WHAT YOU HAVE TO DO — Search the records below for the line containing "Q: innermost point of each instance of the underwater". Output that line and all later lines exactly; output nothing else.

STORED DATA —
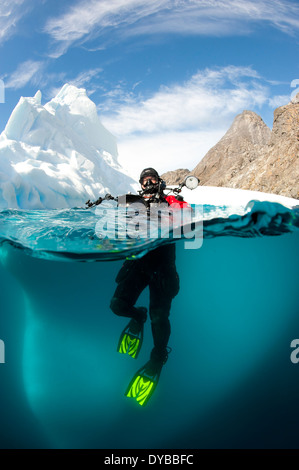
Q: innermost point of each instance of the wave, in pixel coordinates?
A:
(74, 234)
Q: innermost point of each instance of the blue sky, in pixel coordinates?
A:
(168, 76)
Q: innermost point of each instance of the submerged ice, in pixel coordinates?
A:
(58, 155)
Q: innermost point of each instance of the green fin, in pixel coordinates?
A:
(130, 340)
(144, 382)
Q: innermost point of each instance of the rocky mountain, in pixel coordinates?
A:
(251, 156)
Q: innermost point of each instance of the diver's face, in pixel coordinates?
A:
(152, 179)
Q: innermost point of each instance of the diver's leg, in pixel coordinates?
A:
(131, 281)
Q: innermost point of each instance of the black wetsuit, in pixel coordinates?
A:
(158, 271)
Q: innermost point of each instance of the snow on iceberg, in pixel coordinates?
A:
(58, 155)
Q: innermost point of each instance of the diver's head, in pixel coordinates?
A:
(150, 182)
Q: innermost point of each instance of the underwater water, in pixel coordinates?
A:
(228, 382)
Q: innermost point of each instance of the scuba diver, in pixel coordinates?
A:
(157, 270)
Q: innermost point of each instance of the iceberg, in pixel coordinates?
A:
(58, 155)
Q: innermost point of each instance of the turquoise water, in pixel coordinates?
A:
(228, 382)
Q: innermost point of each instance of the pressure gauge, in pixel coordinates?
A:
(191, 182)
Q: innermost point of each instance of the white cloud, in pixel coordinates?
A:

EXERCISE ANSWER —
Q: innermost point of each instance of the underwater water, in pixel coordinates?
A:
(228, 382)
Q: innermost point of each instance of the scuba diver, in pixel coordinates?
A:
(157, 270)
Q: innermost point of each instance of the iceberg, in pixel coordinates?
A:
(58, 155)
Q: innermost point of each instance of the turquoise water, in pixel coordinates?
A:
(228, 382)
Q: innermost point of each instance of the pressure gauge, in pixel coordinates?
A:
(191, 182)
Q: innermost point of each instance of the white cloud, in pixel coordinates?
A:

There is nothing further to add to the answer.